● Work required
For the entries below, copy exactly the line that contains "Target: climbing vine" through the line that contains "Where can the open", both ends included, and exclude all pictures.

● Extracted material
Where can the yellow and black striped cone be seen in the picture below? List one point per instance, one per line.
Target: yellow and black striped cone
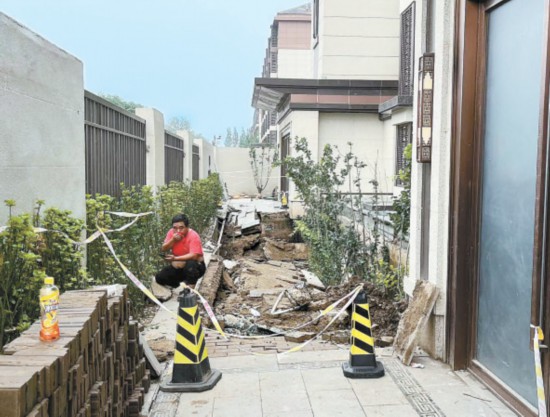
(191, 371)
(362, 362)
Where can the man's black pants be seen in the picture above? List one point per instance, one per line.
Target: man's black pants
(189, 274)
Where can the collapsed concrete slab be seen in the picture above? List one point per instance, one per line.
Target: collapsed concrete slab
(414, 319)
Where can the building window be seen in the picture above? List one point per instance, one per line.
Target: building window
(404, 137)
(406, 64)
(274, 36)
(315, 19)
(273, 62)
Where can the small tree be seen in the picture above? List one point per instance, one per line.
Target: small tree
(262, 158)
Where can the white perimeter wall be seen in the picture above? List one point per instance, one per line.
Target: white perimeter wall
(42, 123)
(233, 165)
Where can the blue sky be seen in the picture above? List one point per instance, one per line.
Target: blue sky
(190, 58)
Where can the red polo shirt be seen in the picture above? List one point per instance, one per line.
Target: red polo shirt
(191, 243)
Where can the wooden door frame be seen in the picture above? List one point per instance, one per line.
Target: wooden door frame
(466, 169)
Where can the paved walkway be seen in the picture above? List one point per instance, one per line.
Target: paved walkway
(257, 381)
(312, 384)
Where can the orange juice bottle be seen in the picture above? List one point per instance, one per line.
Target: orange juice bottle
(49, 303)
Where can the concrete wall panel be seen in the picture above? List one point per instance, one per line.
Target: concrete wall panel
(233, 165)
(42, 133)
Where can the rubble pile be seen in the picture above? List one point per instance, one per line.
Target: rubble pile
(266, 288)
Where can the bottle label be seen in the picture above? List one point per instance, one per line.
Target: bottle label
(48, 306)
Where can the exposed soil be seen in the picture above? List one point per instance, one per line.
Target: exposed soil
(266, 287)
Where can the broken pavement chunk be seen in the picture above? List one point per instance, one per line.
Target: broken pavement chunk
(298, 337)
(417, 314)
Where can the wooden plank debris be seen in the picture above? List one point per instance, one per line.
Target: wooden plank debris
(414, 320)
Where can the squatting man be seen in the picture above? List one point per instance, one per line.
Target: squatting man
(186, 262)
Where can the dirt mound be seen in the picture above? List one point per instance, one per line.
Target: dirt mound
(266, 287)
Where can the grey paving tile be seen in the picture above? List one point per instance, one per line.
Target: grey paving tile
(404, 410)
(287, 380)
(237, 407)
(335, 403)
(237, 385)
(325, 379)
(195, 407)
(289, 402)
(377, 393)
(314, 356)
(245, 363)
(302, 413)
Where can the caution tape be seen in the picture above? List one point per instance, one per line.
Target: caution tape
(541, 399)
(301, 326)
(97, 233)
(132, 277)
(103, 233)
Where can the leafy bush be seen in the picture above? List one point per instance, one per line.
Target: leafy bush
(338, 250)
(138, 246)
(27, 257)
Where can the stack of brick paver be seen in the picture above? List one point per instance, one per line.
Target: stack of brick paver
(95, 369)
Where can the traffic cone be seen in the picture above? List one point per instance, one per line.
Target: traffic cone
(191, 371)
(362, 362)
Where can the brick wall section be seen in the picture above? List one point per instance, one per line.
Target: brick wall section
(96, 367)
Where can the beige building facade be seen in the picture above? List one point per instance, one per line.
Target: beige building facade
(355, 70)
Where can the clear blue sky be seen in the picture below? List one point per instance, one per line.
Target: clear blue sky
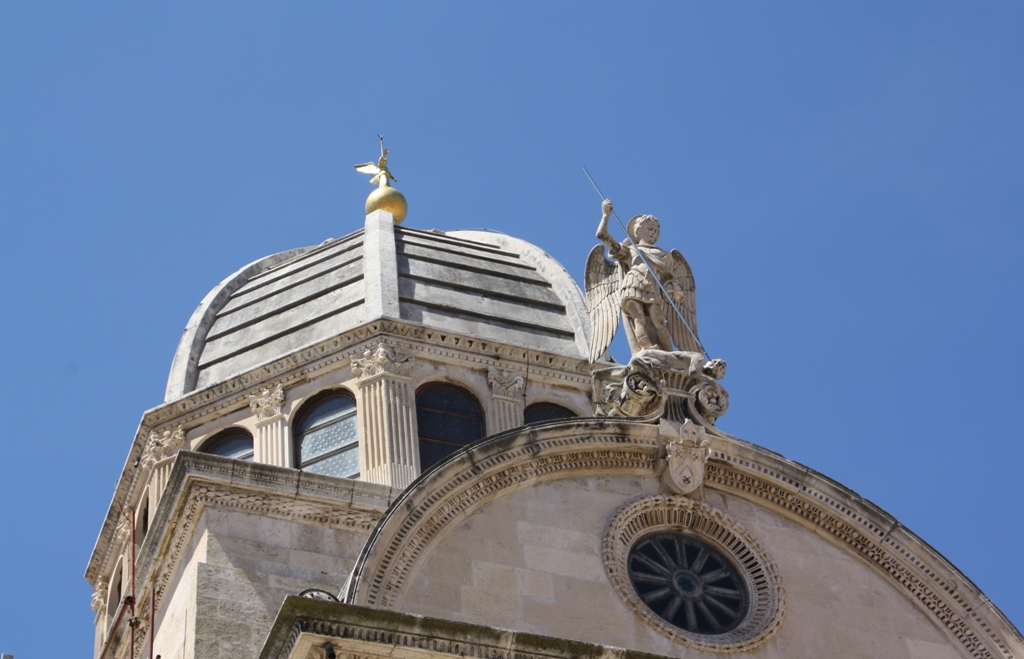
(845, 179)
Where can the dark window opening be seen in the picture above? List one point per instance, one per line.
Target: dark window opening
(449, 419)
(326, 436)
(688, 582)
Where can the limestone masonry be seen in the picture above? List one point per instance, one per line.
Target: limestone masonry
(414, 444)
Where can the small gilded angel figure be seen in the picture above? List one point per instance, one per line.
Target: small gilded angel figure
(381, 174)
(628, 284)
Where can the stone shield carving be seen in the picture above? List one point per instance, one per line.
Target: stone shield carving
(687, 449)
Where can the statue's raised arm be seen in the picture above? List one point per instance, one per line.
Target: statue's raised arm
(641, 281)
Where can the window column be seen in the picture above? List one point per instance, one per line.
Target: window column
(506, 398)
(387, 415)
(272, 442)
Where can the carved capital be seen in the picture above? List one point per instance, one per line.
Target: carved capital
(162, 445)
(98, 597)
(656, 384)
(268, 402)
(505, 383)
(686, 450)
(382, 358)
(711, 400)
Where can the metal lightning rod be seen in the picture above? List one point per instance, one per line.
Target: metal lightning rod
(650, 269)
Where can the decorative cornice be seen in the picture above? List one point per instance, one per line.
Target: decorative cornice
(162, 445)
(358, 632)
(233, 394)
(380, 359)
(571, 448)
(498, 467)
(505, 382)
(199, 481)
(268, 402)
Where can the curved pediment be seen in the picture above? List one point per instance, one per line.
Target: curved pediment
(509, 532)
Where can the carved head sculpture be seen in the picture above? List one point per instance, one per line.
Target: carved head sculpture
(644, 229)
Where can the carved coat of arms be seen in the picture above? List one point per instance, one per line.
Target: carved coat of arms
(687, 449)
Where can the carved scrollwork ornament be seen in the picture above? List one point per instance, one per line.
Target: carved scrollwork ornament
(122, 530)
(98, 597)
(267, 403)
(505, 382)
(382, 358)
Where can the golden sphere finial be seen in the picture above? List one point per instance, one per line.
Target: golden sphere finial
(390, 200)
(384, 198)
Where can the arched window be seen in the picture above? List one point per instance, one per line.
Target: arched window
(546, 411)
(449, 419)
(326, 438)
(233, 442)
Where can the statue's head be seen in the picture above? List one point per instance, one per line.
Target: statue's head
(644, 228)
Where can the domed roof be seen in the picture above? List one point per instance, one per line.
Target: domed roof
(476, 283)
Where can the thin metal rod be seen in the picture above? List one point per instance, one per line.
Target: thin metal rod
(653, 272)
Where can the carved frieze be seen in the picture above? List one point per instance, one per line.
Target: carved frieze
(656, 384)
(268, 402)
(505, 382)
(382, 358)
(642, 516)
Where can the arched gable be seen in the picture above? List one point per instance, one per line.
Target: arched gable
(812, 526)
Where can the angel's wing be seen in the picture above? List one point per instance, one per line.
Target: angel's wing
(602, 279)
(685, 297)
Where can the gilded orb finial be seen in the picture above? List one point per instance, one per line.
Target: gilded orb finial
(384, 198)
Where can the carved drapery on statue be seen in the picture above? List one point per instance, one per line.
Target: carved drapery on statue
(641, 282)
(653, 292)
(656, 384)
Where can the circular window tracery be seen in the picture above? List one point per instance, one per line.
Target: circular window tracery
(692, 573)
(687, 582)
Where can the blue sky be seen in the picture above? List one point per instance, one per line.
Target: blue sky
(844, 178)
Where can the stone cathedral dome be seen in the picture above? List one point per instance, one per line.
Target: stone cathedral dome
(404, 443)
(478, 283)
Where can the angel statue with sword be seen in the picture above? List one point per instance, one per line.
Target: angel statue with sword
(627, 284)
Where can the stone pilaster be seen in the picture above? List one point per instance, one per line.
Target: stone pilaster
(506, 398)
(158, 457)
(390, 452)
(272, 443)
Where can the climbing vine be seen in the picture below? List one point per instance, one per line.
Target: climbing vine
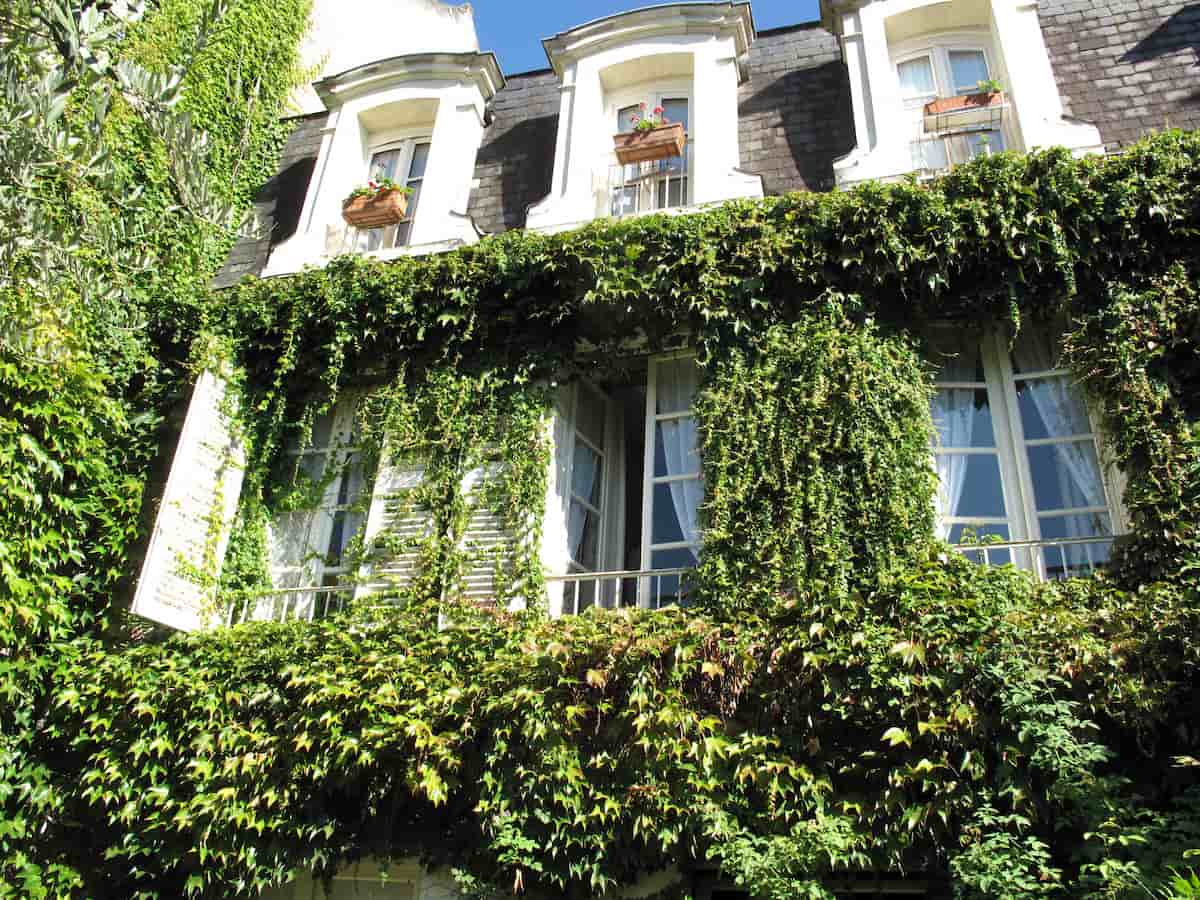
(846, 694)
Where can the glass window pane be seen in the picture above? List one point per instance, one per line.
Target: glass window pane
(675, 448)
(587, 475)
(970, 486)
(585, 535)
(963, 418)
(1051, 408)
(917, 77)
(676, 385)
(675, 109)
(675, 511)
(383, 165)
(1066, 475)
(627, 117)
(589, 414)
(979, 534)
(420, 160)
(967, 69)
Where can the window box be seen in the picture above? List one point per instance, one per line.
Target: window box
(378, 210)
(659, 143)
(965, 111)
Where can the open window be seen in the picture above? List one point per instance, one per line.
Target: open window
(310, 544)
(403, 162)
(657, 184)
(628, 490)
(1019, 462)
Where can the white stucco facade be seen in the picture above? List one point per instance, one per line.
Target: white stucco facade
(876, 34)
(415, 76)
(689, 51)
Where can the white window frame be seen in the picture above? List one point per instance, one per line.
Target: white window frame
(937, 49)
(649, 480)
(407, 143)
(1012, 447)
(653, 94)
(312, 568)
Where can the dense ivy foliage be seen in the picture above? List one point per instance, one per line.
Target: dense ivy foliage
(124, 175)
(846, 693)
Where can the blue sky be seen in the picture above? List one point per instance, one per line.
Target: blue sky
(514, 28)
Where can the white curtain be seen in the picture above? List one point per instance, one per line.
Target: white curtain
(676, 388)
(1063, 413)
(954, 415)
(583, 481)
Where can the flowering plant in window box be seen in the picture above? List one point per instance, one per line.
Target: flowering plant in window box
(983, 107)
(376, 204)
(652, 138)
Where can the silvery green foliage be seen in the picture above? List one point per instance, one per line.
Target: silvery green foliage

● Solution to the exercise
Target: climbing vine
(846, 694)
Where can the glass window pane be seen in the picture above? List one point per instance, one per line.
Target: glass window pane
(675, 448)
(587, 475)
(970, 486)
(585, 535)
(963, 418)
(1051, 408)
(917, 77)
(676, 385)
(675, 109)
(675, 511)
(383, 165)
(1066, 475)
(627, 117)
(589, 414)
(979, 534)
(420, 160)
(967, 69)
Where can the window box be seen in the picture above? List one point per instance, one per line.
Target: window box
(378, 210)
(659, 143)
(965, 111)
Where can the open window be seen in the picture above? List one point per instance, one per line.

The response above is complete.